* [WHAT TO WORK ON]
Give back, word for word, the lines of the material below from its start down through the line containing "negative clicks: (652, 645)", both included, leaving out the pictures.

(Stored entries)
+---+
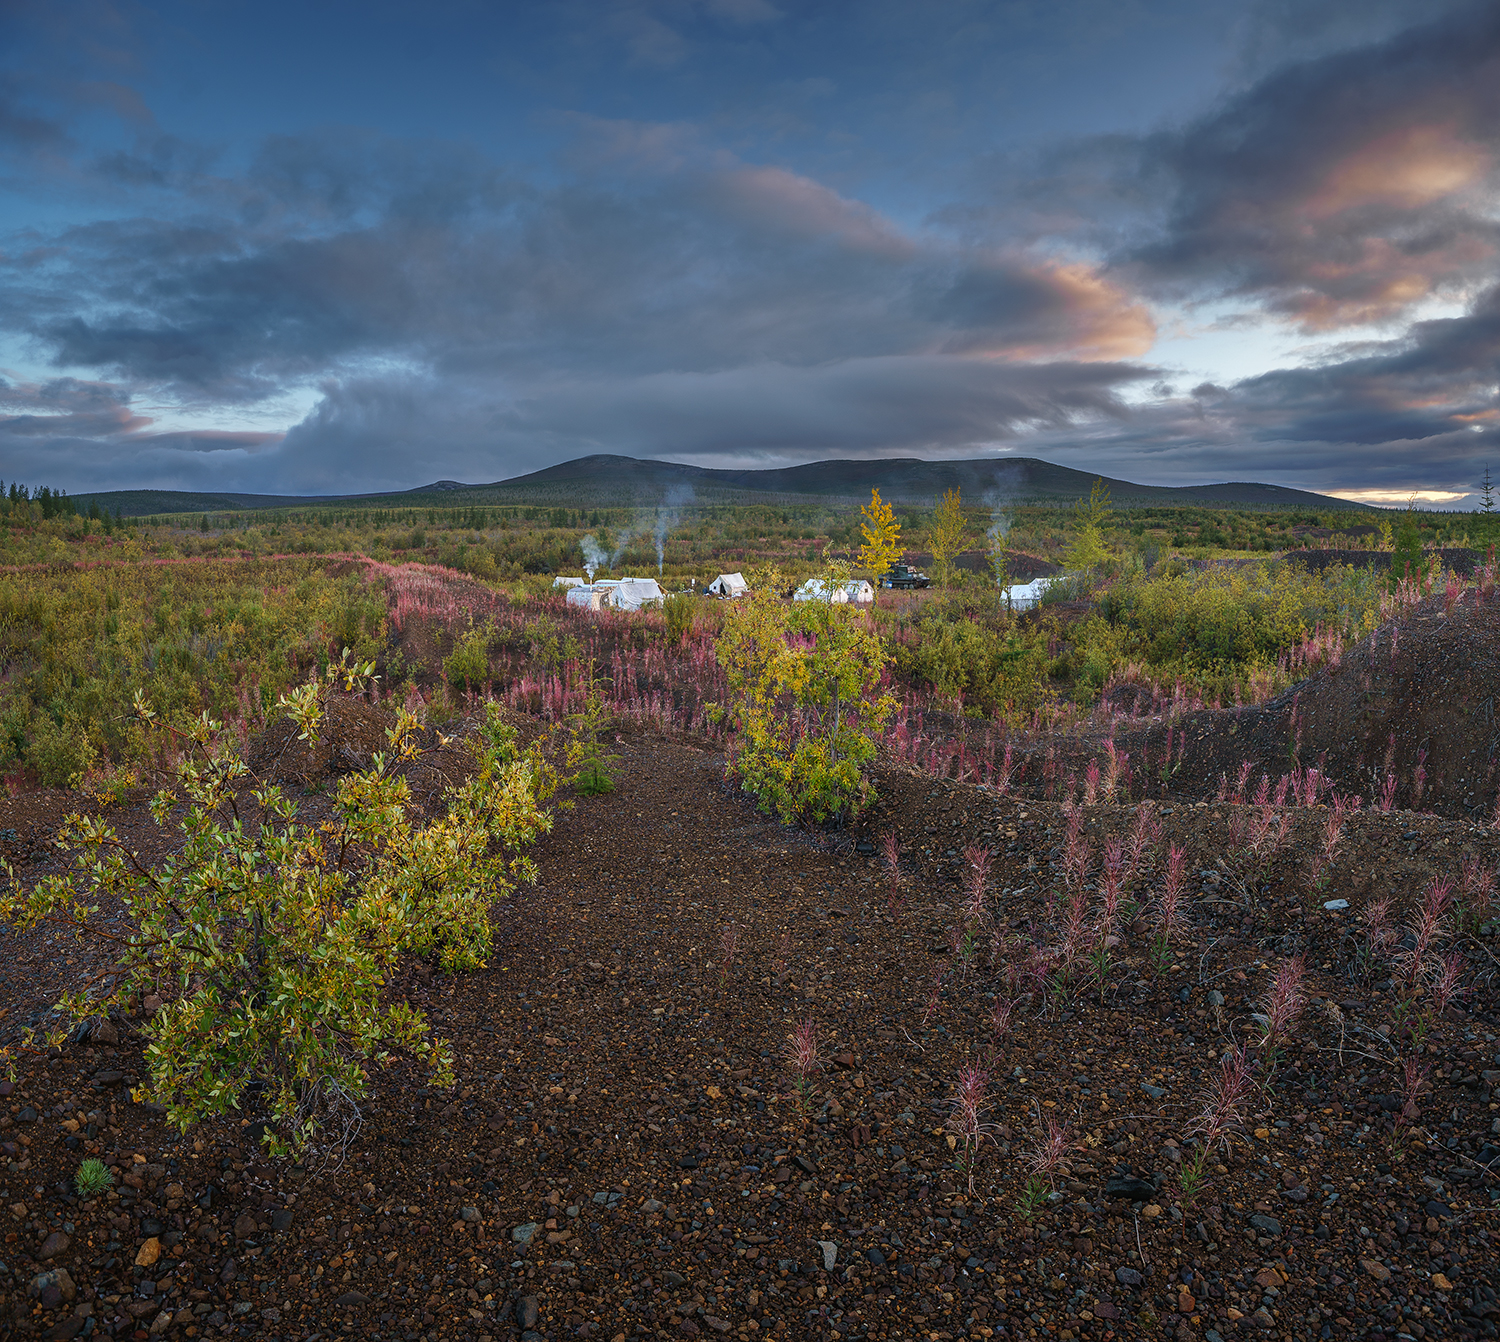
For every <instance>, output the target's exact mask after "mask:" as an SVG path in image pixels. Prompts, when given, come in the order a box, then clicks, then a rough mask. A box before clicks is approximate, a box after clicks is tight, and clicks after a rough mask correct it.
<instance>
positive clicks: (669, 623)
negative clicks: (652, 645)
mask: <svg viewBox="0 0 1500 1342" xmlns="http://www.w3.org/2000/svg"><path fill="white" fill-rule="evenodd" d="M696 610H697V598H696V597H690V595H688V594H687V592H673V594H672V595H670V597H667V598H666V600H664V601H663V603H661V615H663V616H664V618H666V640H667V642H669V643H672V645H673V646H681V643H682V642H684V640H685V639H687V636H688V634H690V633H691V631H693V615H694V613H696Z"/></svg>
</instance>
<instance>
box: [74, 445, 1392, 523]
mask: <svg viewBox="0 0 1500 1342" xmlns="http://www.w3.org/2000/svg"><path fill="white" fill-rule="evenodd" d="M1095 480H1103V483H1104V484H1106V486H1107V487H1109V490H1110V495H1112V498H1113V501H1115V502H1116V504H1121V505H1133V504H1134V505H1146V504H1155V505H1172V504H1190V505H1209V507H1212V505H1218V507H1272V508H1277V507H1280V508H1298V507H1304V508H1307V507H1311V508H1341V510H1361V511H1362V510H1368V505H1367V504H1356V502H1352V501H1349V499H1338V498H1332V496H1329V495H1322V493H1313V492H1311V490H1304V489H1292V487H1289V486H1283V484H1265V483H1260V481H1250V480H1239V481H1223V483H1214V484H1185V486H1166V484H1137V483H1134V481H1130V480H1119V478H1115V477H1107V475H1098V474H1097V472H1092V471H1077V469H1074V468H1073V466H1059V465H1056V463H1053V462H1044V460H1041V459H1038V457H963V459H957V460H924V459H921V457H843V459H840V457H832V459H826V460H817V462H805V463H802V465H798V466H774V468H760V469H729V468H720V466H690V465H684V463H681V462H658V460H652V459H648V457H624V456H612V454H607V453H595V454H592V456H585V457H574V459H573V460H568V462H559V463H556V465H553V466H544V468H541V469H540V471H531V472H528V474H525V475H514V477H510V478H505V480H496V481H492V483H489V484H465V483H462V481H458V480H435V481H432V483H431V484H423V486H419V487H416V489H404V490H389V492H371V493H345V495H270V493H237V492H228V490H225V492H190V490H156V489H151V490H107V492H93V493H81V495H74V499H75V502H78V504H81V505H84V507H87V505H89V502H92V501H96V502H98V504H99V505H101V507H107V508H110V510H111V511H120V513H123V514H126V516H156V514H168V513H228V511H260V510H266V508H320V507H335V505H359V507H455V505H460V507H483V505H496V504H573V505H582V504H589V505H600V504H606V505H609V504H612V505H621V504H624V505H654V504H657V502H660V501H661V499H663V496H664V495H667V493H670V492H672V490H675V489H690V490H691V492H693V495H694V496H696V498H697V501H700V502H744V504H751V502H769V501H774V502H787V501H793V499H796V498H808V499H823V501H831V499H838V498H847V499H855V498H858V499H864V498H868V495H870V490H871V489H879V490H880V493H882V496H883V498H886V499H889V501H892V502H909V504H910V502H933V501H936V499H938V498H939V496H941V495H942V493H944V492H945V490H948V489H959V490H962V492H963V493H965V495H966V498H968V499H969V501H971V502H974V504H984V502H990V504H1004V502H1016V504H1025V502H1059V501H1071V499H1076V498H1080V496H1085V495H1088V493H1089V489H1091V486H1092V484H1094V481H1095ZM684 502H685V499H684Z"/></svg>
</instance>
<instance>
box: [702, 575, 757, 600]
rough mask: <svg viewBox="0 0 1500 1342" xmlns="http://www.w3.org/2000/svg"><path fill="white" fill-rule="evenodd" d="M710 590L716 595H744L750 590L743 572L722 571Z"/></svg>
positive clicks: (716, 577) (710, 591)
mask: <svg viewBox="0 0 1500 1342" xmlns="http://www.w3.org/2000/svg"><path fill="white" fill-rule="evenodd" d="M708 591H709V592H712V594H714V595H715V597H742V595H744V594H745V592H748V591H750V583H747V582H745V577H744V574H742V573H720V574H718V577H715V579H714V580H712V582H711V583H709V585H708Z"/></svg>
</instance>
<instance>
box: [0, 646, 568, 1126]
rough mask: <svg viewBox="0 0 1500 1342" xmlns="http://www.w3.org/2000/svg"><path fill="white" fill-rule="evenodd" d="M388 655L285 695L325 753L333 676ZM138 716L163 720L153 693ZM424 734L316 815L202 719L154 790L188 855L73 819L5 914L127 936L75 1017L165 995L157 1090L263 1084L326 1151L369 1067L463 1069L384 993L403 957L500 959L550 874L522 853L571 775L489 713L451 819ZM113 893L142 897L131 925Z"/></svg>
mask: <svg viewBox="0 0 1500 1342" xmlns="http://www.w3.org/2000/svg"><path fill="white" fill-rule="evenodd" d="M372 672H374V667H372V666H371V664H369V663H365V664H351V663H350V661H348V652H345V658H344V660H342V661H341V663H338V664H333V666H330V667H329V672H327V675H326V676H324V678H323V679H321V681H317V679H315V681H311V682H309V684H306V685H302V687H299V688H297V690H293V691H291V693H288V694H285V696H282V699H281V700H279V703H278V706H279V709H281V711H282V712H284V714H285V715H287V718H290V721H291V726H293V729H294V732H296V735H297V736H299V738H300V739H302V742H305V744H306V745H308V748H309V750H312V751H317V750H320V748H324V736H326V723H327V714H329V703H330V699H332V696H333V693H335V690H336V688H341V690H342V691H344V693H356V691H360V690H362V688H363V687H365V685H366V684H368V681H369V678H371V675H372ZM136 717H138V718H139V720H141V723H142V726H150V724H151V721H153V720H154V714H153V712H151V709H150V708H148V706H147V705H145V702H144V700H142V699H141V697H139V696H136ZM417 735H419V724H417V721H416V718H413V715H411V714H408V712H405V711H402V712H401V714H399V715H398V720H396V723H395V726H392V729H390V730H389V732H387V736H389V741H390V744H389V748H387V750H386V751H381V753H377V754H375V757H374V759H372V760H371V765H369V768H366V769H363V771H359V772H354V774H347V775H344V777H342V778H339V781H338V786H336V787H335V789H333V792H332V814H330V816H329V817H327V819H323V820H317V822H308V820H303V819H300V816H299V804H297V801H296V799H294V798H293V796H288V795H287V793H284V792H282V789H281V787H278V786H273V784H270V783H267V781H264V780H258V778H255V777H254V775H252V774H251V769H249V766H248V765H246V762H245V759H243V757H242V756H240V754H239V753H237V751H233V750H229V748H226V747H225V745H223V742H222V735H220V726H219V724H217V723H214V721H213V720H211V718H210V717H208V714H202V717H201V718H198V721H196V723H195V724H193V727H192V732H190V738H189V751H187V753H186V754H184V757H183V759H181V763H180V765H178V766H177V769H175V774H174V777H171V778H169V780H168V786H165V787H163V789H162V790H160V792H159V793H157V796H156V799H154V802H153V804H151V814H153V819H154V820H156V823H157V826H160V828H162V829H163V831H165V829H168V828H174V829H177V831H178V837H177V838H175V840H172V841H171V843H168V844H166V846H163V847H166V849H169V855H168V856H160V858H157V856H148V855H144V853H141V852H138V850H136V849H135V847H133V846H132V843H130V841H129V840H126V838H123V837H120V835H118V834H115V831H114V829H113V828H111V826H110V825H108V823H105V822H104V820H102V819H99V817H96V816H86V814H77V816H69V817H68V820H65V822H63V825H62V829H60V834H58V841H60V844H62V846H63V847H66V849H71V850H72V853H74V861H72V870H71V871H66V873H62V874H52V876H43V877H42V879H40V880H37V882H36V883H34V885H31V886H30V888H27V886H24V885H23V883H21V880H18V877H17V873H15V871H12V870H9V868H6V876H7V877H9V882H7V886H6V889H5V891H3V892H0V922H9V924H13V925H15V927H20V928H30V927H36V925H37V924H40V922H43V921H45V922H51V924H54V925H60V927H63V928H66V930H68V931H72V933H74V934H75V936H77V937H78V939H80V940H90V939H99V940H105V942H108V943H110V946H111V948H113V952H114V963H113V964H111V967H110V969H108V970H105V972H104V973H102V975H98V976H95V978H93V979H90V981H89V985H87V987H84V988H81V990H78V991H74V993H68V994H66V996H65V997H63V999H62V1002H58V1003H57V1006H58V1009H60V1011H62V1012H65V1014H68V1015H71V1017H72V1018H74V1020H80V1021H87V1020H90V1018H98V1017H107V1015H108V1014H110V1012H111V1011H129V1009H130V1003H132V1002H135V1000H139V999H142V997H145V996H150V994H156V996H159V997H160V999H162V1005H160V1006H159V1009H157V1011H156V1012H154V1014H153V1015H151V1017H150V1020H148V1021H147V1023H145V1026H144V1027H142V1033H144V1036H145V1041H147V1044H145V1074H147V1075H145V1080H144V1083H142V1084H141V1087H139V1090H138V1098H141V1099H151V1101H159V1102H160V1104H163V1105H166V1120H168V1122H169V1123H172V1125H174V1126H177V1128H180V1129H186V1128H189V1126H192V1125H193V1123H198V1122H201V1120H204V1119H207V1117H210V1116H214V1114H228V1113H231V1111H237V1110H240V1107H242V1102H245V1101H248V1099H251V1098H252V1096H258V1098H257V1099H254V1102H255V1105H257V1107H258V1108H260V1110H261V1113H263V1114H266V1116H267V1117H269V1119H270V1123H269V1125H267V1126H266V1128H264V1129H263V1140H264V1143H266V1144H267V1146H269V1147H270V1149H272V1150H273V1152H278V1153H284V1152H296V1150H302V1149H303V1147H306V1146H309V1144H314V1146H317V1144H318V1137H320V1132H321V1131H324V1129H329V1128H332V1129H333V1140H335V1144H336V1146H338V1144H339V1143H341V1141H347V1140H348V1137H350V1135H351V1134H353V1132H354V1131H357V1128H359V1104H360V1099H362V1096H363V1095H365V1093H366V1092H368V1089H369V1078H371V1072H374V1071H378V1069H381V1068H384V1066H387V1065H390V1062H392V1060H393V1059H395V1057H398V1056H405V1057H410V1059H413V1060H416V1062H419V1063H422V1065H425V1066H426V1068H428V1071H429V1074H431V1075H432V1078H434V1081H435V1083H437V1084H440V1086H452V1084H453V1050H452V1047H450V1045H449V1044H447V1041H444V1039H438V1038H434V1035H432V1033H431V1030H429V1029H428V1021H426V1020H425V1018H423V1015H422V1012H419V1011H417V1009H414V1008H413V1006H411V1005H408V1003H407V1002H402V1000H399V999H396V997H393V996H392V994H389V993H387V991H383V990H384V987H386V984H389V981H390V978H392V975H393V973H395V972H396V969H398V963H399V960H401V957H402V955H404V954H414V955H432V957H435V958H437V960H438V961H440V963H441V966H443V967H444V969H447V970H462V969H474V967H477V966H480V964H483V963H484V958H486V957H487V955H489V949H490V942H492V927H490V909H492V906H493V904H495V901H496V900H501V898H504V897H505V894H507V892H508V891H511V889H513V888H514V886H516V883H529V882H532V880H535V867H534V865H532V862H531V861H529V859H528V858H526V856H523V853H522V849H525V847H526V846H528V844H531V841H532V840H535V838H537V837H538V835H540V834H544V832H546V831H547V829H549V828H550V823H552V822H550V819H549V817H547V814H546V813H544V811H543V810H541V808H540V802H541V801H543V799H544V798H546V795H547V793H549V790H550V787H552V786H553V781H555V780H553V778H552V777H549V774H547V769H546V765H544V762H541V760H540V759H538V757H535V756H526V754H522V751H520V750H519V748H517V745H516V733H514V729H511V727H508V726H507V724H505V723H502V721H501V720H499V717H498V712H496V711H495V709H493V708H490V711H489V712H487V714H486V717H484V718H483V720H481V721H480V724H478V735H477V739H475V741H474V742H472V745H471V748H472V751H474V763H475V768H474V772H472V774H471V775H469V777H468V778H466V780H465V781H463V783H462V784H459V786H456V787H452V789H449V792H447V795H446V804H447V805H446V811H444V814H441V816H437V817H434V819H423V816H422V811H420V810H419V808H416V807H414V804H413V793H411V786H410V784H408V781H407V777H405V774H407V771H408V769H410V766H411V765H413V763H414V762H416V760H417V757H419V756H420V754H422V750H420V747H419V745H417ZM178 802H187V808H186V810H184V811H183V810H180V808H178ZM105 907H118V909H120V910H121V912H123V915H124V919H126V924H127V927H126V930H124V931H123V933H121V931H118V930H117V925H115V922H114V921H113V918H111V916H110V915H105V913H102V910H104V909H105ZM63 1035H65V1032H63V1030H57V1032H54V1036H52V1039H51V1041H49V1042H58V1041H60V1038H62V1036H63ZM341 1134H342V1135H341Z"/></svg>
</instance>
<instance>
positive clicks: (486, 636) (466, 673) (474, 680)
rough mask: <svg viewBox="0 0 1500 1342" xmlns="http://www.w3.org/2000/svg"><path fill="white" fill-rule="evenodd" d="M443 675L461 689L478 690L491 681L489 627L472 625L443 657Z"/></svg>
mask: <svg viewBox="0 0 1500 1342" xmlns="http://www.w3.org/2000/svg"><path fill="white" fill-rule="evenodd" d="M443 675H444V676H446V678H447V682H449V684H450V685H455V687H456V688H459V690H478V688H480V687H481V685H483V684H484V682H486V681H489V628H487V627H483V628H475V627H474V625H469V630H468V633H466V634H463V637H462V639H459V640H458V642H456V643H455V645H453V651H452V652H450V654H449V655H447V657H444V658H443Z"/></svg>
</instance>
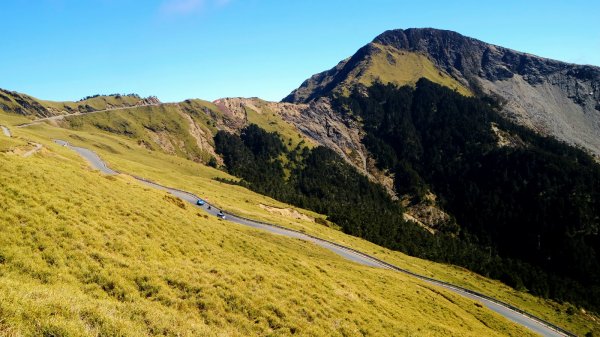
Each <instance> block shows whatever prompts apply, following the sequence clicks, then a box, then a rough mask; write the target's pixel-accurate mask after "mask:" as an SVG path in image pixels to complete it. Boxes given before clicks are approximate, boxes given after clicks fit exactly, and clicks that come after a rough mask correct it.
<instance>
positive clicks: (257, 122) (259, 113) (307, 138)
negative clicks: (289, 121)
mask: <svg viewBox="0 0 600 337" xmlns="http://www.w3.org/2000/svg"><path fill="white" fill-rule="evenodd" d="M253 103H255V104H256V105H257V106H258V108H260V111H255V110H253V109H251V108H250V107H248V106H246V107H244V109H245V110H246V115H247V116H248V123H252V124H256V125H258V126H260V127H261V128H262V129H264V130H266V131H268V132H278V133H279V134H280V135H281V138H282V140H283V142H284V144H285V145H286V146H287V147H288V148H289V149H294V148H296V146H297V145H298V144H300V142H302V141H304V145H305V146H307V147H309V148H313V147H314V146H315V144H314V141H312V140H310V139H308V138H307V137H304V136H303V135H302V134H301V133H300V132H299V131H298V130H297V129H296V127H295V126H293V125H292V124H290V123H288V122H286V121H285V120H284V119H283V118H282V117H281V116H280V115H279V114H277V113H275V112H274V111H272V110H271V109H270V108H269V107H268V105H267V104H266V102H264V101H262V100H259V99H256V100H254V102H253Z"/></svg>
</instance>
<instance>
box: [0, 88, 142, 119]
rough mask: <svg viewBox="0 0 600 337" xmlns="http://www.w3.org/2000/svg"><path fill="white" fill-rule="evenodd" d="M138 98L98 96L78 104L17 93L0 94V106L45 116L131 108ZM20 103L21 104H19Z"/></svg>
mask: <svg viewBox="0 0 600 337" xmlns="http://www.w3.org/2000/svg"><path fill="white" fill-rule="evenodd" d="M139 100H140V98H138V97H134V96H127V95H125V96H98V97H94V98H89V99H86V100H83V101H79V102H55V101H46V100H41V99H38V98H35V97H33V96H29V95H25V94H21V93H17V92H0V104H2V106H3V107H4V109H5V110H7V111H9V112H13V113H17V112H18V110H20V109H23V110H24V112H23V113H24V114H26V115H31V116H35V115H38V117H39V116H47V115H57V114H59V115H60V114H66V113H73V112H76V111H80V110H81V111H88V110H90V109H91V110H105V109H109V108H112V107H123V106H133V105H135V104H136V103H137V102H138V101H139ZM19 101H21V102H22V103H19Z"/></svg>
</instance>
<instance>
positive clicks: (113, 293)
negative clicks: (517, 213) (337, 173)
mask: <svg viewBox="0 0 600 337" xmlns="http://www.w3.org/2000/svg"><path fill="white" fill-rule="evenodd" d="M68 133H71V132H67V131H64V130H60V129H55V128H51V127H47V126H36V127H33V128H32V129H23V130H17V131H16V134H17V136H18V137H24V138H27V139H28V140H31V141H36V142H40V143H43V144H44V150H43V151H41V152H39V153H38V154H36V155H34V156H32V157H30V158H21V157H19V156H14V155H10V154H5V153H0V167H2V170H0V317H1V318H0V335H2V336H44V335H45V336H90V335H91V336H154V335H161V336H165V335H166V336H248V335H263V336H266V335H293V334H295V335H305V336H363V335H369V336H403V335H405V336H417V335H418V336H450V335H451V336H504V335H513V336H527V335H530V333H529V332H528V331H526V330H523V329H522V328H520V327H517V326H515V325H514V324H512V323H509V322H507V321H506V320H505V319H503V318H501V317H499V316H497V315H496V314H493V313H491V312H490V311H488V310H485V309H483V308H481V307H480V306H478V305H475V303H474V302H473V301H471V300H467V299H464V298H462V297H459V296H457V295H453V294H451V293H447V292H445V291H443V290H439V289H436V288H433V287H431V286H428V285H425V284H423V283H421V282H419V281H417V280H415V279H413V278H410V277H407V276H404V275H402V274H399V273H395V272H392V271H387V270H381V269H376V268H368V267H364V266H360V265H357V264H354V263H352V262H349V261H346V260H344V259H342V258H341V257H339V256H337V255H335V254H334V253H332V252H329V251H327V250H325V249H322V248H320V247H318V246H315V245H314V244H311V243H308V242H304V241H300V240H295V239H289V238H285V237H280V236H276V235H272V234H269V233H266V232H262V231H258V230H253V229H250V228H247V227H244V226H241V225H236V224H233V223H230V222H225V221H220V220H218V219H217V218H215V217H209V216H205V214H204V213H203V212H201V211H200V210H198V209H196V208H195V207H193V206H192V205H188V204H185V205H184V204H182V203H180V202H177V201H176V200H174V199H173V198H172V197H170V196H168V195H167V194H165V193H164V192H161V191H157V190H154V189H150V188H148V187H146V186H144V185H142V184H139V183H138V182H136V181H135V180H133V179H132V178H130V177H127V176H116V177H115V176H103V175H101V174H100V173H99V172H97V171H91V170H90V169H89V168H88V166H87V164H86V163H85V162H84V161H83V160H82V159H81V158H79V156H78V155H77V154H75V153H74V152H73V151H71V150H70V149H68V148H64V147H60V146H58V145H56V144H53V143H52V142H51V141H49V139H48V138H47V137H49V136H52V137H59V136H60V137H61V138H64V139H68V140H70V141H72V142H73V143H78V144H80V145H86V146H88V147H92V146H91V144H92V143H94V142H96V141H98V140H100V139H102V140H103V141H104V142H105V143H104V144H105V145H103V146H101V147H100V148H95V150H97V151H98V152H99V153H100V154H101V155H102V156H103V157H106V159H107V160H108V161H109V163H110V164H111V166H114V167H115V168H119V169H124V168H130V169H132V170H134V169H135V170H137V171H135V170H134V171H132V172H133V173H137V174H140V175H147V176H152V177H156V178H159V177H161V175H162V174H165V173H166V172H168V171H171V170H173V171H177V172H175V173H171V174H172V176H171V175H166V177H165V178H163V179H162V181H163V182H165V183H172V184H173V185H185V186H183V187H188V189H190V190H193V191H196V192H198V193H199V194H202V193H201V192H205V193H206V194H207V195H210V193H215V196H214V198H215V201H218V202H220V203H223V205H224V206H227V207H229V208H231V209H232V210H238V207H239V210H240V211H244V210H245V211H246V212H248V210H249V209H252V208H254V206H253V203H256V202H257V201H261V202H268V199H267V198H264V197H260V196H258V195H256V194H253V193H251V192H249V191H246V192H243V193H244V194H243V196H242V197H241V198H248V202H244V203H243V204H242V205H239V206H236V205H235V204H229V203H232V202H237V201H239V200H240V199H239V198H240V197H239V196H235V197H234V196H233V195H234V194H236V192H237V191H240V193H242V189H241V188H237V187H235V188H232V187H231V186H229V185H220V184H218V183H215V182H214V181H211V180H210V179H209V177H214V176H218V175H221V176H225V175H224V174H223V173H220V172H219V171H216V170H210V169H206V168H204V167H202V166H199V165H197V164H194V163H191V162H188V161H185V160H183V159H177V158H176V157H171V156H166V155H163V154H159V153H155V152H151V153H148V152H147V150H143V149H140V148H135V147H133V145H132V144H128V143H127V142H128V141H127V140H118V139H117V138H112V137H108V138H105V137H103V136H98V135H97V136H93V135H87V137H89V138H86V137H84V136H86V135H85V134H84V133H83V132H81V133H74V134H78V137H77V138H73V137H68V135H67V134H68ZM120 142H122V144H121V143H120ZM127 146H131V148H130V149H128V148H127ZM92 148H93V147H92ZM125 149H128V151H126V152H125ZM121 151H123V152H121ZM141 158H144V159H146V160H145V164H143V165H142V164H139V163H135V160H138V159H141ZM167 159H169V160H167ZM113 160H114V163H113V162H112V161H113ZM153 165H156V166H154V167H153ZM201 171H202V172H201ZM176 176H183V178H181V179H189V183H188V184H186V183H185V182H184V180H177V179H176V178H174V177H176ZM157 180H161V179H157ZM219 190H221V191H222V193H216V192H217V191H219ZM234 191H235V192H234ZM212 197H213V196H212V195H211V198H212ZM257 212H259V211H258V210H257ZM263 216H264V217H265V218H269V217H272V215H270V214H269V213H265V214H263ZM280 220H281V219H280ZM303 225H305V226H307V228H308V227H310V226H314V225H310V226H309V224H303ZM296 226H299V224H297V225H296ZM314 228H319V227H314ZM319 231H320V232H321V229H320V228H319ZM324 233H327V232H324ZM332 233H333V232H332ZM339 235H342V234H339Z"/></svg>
+---+
* [WRITTEN ANSWER]
For every <instance>, output the target's exact mask after "mask:" as an SVG path in image pixels. Prompts, when given, come in the order a box, then clicks, then a rough mask. A box before clicks is approximate, a box after clicks is tight, and clicks after a rough mask correct it.
<instance>
positive clicks: (669, 623)
negative clicks: (652, 645)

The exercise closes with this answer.